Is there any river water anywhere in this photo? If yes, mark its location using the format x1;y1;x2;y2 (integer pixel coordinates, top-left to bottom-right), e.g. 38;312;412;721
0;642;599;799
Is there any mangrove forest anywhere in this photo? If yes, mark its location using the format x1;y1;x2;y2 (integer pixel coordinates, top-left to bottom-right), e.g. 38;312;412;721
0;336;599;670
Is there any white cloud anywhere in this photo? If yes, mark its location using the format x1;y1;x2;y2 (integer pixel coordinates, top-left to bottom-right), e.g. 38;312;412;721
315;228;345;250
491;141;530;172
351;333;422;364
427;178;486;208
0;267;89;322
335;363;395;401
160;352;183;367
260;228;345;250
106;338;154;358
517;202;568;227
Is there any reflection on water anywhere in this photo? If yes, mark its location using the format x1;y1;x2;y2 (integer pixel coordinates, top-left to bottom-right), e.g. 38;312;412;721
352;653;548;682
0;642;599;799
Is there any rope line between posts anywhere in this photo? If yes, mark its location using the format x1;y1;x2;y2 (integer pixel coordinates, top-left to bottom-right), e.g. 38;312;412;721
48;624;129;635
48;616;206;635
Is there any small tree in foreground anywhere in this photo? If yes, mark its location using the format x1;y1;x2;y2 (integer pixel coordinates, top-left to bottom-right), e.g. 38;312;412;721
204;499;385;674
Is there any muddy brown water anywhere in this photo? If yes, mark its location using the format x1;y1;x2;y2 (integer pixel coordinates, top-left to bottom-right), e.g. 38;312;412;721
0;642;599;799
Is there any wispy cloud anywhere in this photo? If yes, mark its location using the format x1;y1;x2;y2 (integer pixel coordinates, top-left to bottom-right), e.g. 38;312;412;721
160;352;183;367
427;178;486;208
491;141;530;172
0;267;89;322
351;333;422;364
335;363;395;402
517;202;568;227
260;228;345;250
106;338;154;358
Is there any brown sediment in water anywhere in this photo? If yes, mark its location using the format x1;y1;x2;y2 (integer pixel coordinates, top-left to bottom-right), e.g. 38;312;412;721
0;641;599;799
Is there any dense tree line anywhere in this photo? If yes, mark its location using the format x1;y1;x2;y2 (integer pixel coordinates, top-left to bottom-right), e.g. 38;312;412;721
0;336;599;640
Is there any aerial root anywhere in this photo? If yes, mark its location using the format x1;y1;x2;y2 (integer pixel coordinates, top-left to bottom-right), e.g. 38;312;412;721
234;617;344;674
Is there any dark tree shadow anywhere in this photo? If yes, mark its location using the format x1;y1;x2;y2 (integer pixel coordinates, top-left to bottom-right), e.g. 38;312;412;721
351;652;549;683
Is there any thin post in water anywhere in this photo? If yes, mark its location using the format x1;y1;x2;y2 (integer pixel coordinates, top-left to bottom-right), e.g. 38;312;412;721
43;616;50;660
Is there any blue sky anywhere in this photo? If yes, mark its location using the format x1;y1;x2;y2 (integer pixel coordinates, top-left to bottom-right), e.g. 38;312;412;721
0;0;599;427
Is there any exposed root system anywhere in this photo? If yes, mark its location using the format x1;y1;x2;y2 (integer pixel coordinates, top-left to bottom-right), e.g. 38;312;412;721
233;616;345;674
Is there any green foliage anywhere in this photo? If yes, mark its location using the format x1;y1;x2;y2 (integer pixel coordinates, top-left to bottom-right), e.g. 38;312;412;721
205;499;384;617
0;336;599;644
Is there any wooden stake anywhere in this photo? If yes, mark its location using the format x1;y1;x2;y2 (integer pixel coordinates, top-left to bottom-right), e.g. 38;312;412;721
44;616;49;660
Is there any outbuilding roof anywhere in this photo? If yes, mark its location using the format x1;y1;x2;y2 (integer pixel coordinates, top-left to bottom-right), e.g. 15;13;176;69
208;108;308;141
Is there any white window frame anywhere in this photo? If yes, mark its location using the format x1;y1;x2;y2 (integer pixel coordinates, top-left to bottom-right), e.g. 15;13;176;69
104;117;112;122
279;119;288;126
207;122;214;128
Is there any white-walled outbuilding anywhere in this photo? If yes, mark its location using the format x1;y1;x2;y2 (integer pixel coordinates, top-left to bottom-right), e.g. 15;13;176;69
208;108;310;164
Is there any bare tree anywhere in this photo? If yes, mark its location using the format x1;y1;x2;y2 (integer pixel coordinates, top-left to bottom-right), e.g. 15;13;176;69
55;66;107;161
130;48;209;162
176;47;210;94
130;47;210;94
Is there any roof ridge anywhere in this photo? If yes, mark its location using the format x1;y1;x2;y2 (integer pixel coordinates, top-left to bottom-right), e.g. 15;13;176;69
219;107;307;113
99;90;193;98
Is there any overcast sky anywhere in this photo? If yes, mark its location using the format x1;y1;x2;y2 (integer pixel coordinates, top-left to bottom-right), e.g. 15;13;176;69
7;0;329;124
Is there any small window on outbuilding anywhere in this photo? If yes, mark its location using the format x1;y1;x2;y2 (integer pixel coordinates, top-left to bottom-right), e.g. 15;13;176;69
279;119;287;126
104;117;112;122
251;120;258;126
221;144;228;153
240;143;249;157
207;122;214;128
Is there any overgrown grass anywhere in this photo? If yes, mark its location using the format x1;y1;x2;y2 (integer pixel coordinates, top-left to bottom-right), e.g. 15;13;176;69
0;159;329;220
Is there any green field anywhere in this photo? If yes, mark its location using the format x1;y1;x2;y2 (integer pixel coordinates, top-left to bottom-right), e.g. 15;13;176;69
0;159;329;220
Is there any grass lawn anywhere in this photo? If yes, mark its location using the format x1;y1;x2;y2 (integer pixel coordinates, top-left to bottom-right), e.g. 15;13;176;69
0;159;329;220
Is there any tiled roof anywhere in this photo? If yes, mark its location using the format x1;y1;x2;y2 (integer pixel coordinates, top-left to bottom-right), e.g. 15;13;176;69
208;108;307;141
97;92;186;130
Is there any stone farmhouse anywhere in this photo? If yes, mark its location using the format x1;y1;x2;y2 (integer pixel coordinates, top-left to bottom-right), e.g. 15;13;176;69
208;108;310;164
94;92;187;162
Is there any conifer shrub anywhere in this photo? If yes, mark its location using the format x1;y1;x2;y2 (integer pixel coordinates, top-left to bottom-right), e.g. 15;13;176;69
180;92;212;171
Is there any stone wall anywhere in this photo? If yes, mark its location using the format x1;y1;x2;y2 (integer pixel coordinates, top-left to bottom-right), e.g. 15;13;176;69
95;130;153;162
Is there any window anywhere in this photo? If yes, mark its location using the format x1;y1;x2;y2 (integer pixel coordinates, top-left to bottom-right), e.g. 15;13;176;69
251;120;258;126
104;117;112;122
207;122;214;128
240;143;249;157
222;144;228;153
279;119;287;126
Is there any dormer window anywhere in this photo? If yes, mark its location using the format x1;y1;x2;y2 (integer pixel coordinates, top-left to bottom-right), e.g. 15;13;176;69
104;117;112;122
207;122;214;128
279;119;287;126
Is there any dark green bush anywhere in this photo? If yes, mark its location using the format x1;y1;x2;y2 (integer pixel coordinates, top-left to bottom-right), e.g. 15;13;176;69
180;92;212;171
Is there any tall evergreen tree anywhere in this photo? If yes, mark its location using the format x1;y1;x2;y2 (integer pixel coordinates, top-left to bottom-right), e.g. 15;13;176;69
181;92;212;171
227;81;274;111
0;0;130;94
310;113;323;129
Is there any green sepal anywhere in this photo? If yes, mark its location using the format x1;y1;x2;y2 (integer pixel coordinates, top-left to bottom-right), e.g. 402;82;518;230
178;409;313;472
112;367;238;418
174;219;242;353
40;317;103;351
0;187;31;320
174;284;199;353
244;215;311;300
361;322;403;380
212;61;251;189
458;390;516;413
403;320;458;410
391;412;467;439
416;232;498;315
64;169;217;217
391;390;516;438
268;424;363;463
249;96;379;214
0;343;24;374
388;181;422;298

______

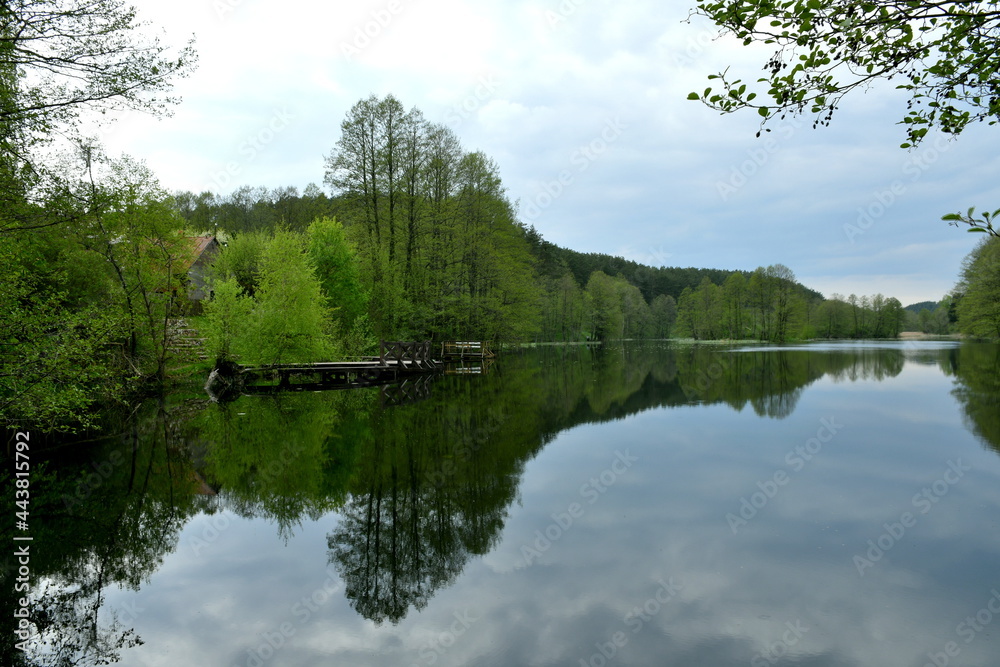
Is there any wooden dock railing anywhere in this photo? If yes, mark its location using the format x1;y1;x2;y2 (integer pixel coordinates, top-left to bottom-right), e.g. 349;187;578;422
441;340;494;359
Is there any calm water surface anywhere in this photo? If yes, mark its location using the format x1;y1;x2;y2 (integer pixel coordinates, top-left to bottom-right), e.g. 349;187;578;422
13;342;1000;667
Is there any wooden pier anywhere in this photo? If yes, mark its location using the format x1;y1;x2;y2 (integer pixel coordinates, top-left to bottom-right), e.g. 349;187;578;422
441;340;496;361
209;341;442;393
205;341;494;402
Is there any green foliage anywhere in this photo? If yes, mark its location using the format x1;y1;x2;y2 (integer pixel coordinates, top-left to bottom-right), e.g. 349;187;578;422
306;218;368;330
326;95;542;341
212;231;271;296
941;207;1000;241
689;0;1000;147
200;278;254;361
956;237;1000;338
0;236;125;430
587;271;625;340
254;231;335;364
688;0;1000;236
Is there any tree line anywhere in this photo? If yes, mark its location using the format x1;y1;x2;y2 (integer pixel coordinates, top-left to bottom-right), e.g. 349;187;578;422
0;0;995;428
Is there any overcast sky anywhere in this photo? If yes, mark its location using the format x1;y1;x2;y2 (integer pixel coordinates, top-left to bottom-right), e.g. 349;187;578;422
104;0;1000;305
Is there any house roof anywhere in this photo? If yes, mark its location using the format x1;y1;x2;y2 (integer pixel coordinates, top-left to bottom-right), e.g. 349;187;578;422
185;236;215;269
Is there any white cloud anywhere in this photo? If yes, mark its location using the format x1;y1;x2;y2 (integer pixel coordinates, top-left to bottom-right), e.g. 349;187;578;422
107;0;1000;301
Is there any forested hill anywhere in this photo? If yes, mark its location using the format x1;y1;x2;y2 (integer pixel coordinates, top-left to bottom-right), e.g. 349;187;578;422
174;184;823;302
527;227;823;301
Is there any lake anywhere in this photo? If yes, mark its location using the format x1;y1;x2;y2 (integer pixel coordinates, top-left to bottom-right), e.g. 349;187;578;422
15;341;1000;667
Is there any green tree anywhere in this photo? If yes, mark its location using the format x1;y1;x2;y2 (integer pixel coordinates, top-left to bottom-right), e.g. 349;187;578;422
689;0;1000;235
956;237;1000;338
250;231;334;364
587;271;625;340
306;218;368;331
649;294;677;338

______

### REQUIRED WORK
Gather every line of the material above that contains the word "roof", and copy each one out in full.

### SOLUTION BELOW
Is there any outbuilding roof anywhere in this photo? If yes, mark its location using the format x1;y1;x2;y2 (integer pixel coordinates, top-left to bottom-right), e.g. 15;13;176;69
Is there any roof ridge anywhere in this photo? If yes, mark its location using the format x1;y1;x2;y2 (integer pixel coordinates, top-left to bottom-right), e.g. 15;13;176;69
Is there any tiled roof anywhere in this photo? If yes, mark its location using the format x1;y1;x2;y2 (integer pixel coordinates, top-left to bottom-right), e.g. 15;13;176;69
Is there any house roof anywhere in this photo? If yes, mark its location using the format x1;y1;x2;y2 (integer pixel coordinates, top-left to bottom-right), e.g. 349;187;578;422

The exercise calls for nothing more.